_TASK GOAL_.
Repeat the lines beginning at the one with "Tag the goose shadow" and running to the end of the material, keeping the first and last of them, exactly as they appear.
— Start of MATERIAL FOR THIS TASK —
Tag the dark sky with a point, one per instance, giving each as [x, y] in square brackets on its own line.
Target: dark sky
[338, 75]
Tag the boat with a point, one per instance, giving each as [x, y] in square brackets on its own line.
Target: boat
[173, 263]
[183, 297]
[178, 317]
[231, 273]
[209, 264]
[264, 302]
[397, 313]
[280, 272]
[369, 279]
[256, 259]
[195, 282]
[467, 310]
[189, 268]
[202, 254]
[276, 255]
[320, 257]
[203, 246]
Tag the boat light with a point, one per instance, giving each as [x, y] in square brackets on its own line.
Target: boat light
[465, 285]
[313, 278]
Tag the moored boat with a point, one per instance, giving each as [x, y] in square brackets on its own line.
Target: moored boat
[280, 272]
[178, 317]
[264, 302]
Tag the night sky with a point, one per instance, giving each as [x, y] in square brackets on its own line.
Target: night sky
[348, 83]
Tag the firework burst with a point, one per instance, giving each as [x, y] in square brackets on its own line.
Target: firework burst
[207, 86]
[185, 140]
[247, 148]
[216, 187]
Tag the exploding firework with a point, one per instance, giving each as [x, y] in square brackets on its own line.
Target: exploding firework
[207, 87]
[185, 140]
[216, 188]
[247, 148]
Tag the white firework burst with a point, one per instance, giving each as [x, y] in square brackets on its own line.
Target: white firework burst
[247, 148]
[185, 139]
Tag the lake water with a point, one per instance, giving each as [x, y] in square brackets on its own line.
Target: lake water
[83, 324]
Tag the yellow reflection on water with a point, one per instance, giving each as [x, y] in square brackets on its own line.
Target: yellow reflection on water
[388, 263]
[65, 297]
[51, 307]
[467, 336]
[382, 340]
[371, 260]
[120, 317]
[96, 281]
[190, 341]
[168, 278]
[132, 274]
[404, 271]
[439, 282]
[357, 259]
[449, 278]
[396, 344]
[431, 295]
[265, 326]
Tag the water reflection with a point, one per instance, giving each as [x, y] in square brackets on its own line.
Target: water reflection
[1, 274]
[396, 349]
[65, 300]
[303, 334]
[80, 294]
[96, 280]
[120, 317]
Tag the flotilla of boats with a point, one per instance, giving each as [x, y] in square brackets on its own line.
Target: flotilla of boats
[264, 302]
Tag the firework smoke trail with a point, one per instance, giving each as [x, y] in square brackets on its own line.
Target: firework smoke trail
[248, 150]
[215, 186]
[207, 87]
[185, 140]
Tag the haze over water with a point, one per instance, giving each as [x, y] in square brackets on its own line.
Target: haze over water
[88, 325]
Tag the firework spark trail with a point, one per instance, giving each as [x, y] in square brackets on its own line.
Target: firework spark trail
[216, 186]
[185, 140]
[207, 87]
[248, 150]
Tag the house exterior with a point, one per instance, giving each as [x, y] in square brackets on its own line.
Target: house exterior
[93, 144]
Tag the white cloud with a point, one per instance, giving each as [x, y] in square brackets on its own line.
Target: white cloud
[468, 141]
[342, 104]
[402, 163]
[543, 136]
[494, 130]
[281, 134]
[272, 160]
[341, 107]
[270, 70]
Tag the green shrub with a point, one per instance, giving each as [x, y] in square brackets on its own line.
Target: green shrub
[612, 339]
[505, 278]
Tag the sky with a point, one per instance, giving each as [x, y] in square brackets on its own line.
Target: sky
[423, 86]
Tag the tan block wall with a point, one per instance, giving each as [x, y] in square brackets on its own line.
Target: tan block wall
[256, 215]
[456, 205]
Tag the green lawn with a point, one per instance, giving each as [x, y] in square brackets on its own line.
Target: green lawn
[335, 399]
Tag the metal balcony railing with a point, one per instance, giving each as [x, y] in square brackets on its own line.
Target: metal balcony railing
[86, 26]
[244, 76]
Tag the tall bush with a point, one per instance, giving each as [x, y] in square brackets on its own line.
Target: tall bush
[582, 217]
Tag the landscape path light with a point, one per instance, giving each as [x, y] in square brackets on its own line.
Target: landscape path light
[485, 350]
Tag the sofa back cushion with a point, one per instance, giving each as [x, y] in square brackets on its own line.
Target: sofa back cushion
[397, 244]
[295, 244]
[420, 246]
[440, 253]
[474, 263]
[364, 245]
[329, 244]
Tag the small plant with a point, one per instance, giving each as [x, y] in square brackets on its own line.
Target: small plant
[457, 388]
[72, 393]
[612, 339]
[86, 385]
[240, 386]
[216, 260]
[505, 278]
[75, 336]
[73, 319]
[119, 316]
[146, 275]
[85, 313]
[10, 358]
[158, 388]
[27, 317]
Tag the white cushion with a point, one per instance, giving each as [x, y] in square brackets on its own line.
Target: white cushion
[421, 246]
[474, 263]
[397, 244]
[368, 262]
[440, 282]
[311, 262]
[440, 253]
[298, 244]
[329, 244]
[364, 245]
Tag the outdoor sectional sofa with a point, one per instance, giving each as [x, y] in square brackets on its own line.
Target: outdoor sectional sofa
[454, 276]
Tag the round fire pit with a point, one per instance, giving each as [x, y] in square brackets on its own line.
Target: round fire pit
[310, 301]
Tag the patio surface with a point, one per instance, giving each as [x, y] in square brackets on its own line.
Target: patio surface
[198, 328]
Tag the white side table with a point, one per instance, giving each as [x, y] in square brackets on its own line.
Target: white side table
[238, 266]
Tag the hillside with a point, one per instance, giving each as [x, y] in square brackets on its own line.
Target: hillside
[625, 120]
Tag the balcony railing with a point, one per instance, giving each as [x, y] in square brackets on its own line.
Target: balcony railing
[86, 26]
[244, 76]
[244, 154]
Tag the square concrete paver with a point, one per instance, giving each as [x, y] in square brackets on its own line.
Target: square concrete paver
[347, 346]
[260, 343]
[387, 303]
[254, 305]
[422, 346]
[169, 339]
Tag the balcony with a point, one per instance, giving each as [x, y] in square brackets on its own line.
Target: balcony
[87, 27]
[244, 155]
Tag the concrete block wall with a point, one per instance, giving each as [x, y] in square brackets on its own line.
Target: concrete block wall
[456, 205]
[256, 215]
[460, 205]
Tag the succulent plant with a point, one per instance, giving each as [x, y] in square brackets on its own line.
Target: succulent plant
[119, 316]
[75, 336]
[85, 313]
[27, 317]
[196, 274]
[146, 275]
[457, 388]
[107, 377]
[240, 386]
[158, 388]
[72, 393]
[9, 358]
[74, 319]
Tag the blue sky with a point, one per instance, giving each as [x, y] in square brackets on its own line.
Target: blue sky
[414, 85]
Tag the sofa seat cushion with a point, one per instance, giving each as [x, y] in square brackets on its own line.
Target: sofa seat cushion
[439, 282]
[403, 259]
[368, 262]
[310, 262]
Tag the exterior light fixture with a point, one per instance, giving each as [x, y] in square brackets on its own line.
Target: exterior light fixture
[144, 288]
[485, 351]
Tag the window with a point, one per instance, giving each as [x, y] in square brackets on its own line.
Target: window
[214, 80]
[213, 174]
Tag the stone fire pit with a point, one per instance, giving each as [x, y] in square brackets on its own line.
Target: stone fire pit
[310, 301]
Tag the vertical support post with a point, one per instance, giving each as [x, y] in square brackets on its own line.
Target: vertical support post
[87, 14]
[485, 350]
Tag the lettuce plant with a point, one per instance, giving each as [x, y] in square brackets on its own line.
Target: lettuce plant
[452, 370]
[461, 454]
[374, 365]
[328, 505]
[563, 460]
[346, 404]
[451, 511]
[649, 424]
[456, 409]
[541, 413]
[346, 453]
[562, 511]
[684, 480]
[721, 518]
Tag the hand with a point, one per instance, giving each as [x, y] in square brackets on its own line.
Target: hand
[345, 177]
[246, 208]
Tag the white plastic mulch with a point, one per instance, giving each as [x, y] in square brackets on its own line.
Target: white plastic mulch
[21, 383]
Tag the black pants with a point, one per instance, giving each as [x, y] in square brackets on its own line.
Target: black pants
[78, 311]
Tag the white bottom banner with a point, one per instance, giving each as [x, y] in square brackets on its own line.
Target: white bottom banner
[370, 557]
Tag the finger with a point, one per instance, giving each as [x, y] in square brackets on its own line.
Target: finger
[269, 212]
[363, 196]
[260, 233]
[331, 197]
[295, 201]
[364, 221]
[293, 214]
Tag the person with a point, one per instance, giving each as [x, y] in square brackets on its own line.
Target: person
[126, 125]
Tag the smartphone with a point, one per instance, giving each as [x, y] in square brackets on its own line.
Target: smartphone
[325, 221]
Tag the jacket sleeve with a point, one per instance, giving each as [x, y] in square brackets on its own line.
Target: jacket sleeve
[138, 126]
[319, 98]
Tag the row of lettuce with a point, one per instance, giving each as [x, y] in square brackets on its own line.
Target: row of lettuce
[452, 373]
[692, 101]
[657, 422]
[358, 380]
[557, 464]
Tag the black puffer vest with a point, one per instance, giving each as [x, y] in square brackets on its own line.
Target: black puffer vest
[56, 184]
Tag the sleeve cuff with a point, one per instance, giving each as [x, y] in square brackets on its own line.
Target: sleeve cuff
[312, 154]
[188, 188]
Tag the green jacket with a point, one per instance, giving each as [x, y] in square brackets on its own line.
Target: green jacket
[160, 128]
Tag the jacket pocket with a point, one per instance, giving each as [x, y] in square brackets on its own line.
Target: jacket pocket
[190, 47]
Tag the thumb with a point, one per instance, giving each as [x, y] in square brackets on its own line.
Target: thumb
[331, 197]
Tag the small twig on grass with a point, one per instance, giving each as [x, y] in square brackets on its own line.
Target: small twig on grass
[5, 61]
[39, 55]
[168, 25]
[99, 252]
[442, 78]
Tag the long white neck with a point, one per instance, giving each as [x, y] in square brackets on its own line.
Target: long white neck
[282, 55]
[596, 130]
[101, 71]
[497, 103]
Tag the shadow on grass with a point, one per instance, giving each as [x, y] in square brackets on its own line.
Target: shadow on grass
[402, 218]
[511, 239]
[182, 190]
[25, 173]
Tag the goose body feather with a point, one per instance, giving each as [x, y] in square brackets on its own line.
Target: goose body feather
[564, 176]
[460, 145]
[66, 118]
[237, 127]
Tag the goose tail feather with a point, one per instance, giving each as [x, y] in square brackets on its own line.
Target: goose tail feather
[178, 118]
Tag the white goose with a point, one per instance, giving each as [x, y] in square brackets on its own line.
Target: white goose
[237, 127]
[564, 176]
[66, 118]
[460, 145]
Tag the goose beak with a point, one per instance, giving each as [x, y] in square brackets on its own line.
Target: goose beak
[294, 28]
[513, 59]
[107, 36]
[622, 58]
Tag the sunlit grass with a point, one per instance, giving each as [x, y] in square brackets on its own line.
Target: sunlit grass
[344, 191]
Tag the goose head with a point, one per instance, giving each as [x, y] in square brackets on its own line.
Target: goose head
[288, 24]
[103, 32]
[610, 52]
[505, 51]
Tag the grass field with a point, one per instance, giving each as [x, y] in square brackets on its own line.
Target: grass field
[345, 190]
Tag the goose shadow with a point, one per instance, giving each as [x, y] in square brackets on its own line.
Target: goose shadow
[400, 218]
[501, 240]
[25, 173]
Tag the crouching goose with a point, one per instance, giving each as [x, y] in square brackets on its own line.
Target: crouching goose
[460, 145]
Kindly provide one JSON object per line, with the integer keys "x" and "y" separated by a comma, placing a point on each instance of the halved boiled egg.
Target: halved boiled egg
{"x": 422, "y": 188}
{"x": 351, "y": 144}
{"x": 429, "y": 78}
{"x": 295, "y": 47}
— End of MATERIAL FOR THIS TASK —
_COMPLETED EXERCISE_.
Tag the goose shadow with a point, one per instance, giving each as [x, y] in square brackets on its own line.
Target: goose shadow
[400, 218]
[501, 240]
[25, 173]
Tag the crouching goose with a point, one per instance, giving each as [x, y] in square brackets on its own line.
Target: crouching goose
[460, 145]
Kindly provide one JSON object per line, with the integer keys "x" and "y" separated by a comma, placing a point on each instance of the halved boiled egg.
Target: halved boiled egg
{"x": 422, "y": 188}
{"x": 351, "y": 144}
{"x": 429, "y": 78}
{"x": 295, "y": 47}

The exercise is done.